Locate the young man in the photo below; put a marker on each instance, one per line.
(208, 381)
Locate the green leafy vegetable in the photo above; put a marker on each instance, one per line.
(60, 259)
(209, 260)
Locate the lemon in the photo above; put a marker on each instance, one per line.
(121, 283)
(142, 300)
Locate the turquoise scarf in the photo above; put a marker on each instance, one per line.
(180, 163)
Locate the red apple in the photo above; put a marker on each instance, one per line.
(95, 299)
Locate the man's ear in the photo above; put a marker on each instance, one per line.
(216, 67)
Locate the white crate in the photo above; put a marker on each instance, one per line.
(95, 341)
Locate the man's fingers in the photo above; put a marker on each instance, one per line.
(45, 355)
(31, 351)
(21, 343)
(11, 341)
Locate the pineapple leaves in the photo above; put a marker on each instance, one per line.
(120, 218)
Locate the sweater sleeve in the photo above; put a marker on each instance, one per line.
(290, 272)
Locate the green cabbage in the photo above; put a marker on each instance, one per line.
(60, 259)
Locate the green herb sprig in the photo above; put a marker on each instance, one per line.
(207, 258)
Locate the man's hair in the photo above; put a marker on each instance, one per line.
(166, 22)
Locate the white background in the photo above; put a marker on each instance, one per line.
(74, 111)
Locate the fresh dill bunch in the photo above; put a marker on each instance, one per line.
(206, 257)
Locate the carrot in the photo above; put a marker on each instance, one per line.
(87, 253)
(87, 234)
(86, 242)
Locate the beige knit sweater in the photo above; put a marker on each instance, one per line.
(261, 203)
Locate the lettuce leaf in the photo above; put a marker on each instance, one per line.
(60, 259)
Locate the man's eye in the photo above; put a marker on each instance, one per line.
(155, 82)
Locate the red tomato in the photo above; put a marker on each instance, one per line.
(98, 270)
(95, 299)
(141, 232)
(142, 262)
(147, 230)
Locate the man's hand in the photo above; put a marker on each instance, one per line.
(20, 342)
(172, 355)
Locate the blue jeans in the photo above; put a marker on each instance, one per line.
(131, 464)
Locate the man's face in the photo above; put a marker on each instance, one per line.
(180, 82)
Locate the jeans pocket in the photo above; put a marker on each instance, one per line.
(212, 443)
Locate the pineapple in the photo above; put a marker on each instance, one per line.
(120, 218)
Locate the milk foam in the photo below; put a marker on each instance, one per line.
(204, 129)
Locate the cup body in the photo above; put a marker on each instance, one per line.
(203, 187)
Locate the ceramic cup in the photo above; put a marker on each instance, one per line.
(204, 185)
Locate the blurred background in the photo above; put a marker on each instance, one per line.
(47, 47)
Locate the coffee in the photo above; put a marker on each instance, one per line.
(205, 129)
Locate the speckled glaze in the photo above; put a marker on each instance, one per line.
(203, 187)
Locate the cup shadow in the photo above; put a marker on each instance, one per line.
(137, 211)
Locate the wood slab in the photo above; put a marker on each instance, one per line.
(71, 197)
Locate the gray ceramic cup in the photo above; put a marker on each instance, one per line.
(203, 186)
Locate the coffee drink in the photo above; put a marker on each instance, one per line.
--
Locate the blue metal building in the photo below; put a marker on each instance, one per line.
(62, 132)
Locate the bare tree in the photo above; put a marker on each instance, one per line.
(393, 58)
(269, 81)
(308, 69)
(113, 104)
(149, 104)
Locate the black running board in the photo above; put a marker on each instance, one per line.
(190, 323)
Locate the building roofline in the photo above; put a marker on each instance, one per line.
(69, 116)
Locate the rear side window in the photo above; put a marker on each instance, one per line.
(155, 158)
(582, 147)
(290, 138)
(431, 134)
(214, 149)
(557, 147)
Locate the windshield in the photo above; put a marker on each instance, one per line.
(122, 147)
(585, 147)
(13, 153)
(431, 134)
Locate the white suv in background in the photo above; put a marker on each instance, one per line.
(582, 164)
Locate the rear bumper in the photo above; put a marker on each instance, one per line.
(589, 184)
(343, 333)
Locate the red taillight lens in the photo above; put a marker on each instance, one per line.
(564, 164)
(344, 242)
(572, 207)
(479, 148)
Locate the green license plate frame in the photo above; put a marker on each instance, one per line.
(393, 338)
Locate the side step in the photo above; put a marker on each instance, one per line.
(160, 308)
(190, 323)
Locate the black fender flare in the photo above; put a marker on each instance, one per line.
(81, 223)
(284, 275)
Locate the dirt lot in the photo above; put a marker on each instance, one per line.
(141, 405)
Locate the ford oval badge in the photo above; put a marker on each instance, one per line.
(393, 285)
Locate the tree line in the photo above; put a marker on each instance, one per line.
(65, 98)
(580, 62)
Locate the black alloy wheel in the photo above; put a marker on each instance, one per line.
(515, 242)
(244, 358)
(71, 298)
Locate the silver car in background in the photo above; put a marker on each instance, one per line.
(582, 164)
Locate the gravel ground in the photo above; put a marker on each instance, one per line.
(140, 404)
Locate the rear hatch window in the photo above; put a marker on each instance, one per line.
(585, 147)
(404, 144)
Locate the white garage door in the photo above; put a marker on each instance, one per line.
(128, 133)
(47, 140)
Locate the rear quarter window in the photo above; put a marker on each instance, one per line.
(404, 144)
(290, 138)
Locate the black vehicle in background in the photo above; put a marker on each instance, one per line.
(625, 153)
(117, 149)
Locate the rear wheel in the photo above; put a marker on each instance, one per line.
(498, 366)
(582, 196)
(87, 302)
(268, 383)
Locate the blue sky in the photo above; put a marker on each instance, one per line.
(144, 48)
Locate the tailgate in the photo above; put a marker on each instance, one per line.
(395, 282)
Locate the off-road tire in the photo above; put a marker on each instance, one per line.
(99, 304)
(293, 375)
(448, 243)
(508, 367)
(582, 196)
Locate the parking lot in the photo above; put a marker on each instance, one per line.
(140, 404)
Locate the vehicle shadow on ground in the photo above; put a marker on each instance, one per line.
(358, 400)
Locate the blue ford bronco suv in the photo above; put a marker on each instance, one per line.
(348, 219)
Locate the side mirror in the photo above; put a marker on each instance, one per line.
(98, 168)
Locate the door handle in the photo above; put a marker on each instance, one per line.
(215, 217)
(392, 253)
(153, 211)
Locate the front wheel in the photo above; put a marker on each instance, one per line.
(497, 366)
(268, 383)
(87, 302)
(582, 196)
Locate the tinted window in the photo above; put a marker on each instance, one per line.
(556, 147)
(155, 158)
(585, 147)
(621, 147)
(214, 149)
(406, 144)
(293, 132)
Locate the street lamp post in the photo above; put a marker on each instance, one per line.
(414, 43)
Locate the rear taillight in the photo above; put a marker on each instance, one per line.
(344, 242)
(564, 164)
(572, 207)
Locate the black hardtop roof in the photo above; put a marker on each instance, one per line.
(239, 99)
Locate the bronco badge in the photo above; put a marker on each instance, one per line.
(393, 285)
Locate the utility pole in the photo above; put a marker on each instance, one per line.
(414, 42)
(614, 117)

## [Given problem]
Extract each line of the material above that contains the word "taillight".

## [The completed task]
Locate the red taillight lens in the photo above; put a marker on each instance, one per line.
Locate the rear taillight in the photo above; put a marker on each instance, one per line.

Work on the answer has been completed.